== Working data ==
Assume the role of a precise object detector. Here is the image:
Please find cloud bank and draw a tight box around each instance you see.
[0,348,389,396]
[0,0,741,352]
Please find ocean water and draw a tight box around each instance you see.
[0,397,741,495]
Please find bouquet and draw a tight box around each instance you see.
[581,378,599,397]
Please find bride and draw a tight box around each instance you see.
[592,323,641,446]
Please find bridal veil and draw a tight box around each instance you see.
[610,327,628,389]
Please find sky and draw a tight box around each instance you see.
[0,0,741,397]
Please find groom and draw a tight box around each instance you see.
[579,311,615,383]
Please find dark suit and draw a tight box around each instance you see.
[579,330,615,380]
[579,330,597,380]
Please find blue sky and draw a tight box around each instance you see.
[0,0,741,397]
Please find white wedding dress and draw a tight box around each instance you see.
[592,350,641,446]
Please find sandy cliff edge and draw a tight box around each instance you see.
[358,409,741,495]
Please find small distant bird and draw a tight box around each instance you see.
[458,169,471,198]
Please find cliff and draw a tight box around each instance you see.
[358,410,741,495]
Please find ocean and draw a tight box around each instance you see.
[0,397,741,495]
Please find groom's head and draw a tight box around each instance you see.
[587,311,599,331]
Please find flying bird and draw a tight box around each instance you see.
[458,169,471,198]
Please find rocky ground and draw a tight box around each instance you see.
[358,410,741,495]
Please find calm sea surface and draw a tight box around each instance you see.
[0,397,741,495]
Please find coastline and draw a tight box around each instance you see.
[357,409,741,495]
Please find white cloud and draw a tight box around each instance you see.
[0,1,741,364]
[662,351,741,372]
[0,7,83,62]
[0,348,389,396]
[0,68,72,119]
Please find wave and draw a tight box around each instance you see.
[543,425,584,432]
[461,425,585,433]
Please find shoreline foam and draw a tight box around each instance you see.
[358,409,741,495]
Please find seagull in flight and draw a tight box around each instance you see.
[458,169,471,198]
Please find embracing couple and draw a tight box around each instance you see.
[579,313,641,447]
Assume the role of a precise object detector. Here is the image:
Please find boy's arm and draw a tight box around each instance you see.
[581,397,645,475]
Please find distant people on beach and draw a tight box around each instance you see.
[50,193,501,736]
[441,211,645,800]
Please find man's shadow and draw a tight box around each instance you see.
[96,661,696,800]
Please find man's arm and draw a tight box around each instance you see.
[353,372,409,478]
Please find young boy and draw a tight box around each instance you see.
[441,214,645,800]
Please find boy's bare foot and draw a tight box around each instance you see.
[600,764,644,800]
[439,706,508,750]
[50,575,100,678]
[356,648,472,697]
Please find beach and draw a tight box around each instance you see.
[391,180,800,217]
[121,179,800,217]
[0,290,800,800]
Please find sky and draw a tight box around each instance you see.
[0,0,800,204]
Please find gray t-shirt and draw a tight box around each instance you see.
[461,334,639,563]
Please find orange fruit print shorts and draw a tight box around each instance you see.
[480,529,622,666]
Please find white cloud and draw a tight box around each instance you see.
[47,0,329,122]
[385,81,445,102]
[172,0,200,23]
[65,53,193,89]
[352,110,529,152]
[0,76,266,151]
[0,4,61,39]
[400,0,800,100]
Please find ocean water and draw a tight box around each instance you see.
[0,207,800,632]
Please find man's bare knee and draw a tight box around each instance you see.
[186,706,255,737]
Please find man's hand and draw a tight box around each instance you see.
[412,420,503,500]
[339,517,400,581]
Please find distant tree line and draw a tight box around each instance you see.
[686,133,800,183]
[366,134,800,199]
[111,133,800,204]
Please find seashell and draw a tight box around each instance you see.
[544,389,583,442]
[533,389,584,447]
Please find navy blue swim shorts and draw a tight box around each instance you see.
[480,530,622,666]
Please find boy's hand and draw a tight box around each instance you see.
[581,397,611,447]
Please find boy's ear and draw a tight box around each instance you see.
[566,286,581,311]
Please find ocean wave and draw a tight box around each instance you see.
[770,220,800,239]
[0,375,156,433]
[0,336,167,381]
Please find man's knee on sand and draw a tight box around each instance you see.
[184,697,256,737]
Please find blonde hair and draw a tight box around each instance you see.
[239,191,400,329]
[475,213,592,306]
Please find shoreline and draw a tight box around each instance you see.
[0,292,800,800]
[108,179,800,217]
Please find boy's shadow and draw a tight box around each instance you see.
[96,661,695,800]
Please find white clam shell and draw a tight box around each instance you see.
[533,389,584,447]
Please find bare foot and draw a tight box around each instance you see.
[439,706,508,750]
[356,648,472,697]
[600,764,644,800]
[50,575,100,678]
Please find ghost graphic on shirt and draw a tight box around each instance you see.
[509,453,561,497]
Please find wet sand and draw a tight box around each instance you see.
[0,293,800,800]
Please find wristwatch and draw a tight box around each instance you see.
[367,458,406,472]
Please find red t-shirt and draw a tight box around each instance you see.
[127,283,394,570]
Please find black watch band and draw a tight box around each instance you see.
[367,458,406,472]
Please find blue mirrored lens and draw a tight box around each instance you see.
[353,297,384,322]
===
Exercise task:
Recast every line of the listing above as a JSON array of strings, one string per line, leaving out any blank lines.

Solution to this problem:
[
  "Assume the role of a precise object detector. Here is the image:",
  "Please find cloud bank and draw a tight box around each instance you see.",
  "[0,348,389,396]",
  "[0,0,741,352]",
  "Please find ocean water and draw a tight box around each instance you see.",
  "[0,397,741,495]",
  "Please find bouquet and draw a tight box around each instance you see.",
  "[581,378,599,397]",
  "Please find bride and draw a tight box around each instance you see.",
  "[592,323,641,446]",
  "Please find bridal veil and draw a tight box around each instance you see.",
  "[610,327,628,389]",
  "Please find sky and draw a tight box around each instance you see.",
  "[0,0,741,397]",
  "Please find groom and draw a tight box around each instance you see.",
  "[579,311,615,383]",
  "Please find dark suit and draw a tight box around each instance you see.",
  "[579,330,615,380]",
  "[579,330,597,380]",
  "Please find blue sky and draw a tight box around each instance you see.",
  "[0,0,741,397]",
  "Please find white wedding dress and draw a tight box around each instance you see.",
  "[592,350,641,446]",
  "Please find sandy cliff edge and draw a tight box around each instance you see.",
  "[358,409,741,495]",
  "Please find small distant bird and draw a tight box around each instance you see.",
  "[458,169,471,198]",
  "Please find cliff and draw a tight box around each instance you see.",
  "[358,410,741,495]",
  "Please find ocean and draw a tight box around each instance you see.",
  "[0,397,741,495]",
  "Please find groom's head and draw a tight box around each instance you see.",
  "[587,311,599,331]",
  "Please find flying bird and draw a tight box around each instance you see.",
  "[458,169,471,198]",
  "Please find rocky ground and draw a tight box around each instance you see.",
  "[358,410,741,495]",
  "Please find calm sea surface and draw a tight box around each instance you see.",
  "[0,397,741,495]",
  "Please find coastline and draw a tight box around each instance you see.",
  "[357,409,741,495]",
  "Please find white cloud and draw a tight box around each instance you see.",
  "[0,1,741,364]",
  "[662,351,741,372]",
  "[0,7,83,62]",
  "[0,348,389,396]",
  "[0,68,72,119]",
  "Please find wave and draw a tight box around each instance you see.",
  "[543,425,584,432]",
  "[461,425,585,433]",
  "Please find shoreline foam and draw a tight box around each instance you see.",
  "[358,409,741,495]",
  "Please find seagull in flight and draw a tight box around each instance you see.",
  "[458,169,471,198]",
  "Please find embracing couple and draw a tight box around each instance you see.",
  "[579,313,641,447]",
  "Assume the role of a precise object detector. Here is the image:",
  "Please find boy's arm and draw a tight box around each instance you see.",
  "[581,397,645,475]",
  "Please find distant people on beach and draw a tight box around each instance you see.",
  "[50,193,501,736]",
  "[441,211,645,800]",
  "Please find man's shadow and draw a tight box around each instance you see.",
  "[96,661,696,800]",
  "Please find man's arm and draw a tight box around each instance you see.",
  "[353,372,409,478]",
  "Please find young boy and draw a tight box around each instance you see.",
  "[441,214,645,800]",
  "Please find boy's bare foot and draw a tight box around each instance you see.",
  "[600,764,644,800]",
  "[439,706,508,750]",
  "[50,575,100,678]",
  "[356,648,472,697]",
  "Please find beach and draw a tight box around each instance you see.",
  "[391,180,800,217]",
  "[121,179,800,217]",
  "[0,290,800,800]",
  "Please find sky and draw a tight box around each instance you see.",
  "[0,0,800,204]",
  "Please find gray t-shirt and draw a tight box around each instance you see.",
  "[461,334,639,563]",
  "Please find orange fruit print shorts and draw a tight box around each instance you see.",
  "[480,529,622,666]",
  "Please find white cloud and draw a tight box around each instance you see.",
  "[47,0,329,122]",
  "[385,81,445,102]",
  "[172,0,200,23]",
  "[65,53,193,89]",
  "[352,110,529,152]",
  "[0,76,266,151]",
  "[0,4,61,39]",
  "[400,0,800,100]",
  "Please find ocean water and draw a tight box around each instance you see.",
  "[0,207,800,632]",
  "Please find man's bare knee and draw a tight box around each instance you see.",
  "[186,706,255,737]",
  "Please find man's hand and draw a tight box around each instance you see.",
  "[412,420,503,500]",
  "[339,517,400,581]",
  "Please find distant tree line and draw a tight box around each instance you see.",
  "[686,133,800,183]",
  "[366,134,800,199]",
  "[111,133,800,204]",
  "Please find seashell and draw a tight box around each instance you see.",
  "[544,389,583,442]",
  "[533,389,584,447]",
  "Please find navy blue swim shorts and draw a tight box around each instance you see.",
  "[480,530,622,666]",
  "Please find boy's hand and draw a tight box around each instance you see.",
  "[581,397,611,447]",
  "Please find boy's ear and draw a tight box around each instance you see.",
  "[566,286,581,311]",
  "Please find ocean wave and draw a tight box around each instance you see.",
  "[770,220,800,239]",
  "[0,375,156,433]",
  "[0,336,167,381]",
  "Please find man's knee on sand and draw a tight box around each instance you see.",
  "[184,697,256,737]",
  "Please find blonde hair and draw a tight box around each instance you see.",
  "[239,191,400,329]",
  "[475,213,592,306]",
  "Please find shoreline and draw a tight box around each instance you see.",
  "[0,292,800,800]",
  "[108,179,800,217]",
  "Please find boy's shadow and draw a tight box around each instance you see.",
  "[96,661,695,800]",
  "Please find white clam shell and draw a tight box around each instance you see.",
  "[533,389,584,447]",
  "Please find bare foot and draw a tight box around each instance you see.",
  "[439,706,508,750]",
  "[356,648,472,697]",
  "[600,764,644,800]",
  "[50,575,100,678]",
  "Please find ghost graphic on shirt and draw a tight box around each instance you see.",
  "[509,453,561,497]",
  "Please find wet sand and draw a tight box around each instance you see.",
  "[0,293,800,800]",
  "Please find wristwatch and draw a tight box around each instance you see.",
  "[367,458,406,472]",
  "Please find red t-shirt and draw a tight box around each instance you see.",
  "[127,283,394,570]",
  "Please find black watch band and draw a tight box around each instance you see.",
  "[367,458,406,472]",
  "Please find blue mirrored lens and draw a tight box around each instance you see.",
  "[353,297,384,322]"
]